BEGIN Given records

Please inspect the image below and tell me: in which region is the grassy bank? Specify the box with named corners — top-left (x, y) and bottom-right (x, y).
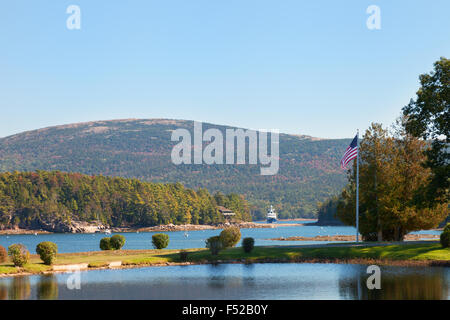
top-left (1, 242), bottom-right (449, 276)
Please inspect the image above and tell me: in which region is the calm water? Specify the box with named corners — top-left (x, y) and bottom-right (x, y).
top-left (0, 223), bottom-right (446, 300)
top-left (0, 222), bottom-right (441, 253)
top-left (0, 263), bottom-right (448, 300)
top-left (0, 223), bottom-right (356, 253)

END Given records

Work order ▸ Give back the whole listing exactly, without pictures.

Answer section ▸
Please inspect the image below and tell me: in which region is the grassy bank? Specify the box with named corners — top-left (x, y) and bottom-right (x, y).
top-left (1, 242), bottom-right (449, 276)
Please inspect the image above and tell me: in which region is the calm water? Specify the box with named corners — top-left (x, y) and bottom-right (x, y).
top-left (0, 223), bottom-right (446, 300)
top-left (0, 222), bottom-right (441, 253)
top-left (0, 263), bottom-right (448, 300)
top-left (0, 223), bottom-right (356, 253)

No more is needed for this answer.